Collected data
○ ○ ○ ○

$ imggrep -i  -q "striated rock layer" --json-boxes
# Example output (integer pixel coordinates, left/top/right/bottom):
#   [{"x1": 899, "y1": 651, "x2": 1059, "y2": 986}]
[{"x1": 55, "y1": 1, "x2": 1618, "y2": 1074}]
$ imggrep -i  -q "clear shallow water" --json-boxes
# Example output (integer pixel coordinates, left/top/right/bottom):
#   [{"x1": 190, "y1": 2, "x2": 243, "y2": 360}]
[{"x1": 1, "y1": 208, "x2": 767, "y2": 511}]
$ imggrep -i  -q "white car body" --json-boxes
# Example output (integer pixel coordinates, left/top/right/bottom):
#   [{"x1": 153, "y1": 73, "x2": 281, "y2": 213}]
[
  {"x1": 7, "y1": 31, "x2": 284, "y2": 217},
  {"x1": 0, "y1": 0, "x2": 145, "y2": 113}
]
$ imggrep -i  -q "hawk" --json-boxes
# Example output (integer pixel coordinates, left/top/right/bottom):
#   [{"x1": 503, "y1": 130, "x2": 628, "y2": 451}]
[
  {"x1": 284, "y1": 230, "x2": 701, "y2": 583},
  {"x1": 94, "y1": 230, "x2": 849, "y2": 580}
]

○ ○ ○ ○

(Problem to work on) Check each line of the data above for the word "imggrep". Report how many lines have it, and nothing else.

(Result for this exercise) 4